> Given information
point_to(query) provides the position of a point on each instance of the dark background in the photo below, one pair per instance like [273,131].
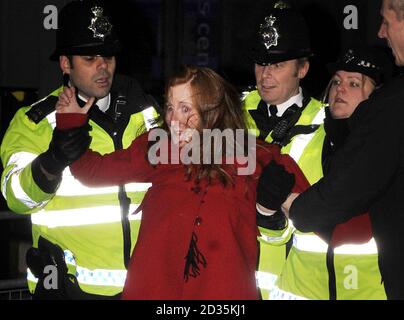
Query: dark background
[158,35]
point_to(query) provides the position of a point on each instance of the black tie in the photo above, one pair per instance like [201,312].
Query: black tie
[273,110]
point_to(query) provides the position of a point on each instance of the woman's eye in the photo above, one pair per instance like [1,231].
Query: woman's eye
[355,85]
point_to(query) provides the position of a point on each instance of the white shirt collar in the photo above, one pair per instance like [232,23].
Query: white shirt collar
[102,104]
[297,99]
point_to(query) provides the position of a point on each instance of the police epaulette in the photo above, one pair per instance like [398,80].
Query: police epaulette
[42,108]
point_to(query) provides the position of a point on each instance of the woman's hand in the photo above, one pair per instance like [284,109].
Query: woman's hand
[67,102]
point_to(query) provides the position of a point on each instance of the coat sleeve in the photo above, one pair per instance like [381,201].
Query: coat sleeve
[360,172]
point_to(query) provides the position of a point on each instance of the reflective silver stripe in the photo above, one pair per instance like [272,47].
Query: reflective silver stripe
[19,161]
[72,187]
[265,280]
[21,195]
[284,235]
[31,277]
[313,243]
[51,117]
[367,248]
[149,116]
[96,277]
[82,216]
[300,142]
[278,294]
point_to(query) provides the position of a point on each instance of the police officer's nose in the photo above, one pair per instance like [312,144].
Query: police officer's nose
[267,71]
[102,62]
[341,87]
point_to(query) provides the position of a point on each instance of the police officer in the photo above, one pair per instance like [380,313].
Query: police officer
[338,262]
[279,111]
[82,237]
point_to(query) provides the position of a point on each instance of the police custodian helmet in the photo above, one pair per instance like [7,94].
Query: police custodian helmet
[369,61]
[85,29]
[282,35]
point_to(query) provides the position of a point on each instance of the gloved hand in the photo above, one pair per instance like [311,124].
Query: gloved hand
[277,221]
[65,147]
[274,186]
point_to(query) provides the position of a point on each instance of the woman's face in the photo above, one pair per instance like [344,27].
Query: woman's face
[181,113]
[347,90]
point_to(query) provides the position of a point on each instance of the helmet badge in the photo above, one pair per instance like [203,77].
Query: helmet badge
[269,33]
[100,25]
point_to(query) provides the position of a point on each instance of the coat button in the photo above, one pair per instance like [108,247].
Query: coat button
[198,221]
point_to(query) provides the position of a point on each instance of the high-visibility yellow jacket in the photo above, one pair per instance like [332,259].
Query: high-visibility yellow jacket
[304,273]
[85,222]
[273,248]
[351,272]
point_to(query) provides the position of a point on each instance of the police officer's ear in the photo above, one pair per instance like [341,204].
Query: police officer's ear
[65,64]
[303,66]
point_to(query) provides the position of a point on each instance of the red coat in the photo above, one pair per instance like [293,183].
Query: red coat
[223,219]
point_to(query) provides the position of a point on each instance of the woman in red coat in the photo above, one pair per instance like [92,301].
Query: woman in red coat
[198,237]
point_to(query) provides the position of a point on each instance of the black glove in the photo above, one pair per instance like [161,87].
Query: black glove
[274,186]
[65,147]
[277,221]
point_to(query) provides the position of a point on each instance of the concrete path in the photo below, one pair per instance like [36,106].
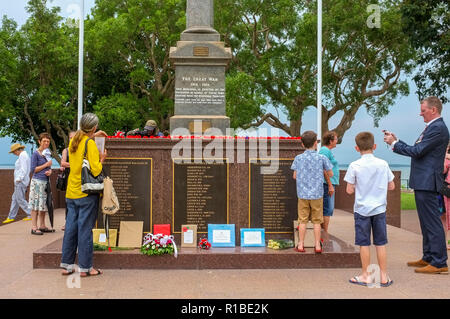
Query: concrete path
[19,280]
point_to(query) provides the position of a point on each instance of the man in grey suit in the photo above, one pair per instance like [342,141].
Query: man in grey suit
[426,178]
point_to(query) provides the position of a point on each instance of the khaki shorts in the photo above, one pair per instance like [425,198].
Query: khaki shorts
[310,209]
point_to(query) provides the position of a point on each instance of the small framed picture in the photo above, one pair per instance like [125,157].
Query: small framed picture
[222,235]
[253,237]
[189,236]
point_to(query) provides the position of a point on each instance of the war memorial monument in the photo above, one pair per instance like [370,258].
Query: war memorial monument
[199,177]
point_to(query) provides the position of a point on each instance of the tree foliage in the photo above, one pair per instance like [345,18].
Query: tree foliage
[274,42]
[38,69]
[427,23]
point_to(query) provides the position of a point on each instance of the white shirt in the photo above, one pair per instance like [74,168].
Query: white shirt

> Given instruction
Reproduce, without changes, the part of the material that begins with the line containing "instance like [342,141]." and runs through the final line of the material.

> Result of the exercise
point_to(query) provides the position of a point on each instance of the man in grey suit in the photo above, one pair per instance like [342,141].
Query: man in grey suit
[426,178]
point_to(query) provides the position of a point on each instance of the khaki shorts in the photo above, one pair per instance like [425,198].
Query: khaki shorts
[310,209]
point_to(query) provides the position of a point on each instance of the small framed picture in the photo above, one pair per instance like [125,157].
Query: small framed picture
[222,235]
[253,237]
[189,236]
point_to(query) provides the position of a point on each instance of the war memorial monument in the photo above, one pair per instance like [370,258].
Query: war memorial monument
[199,177]
point_to(query) provides the position of a point on each instance of the tree foliage in the photo above, one pair per instance like [345,18].
Query: tree foliage
[274,42]
[38,69]
[427,23]
point_to(query) provides the position of a point on each instance of the white shirt in the photo above, one pair per instance like [74,168].
Query: white shirt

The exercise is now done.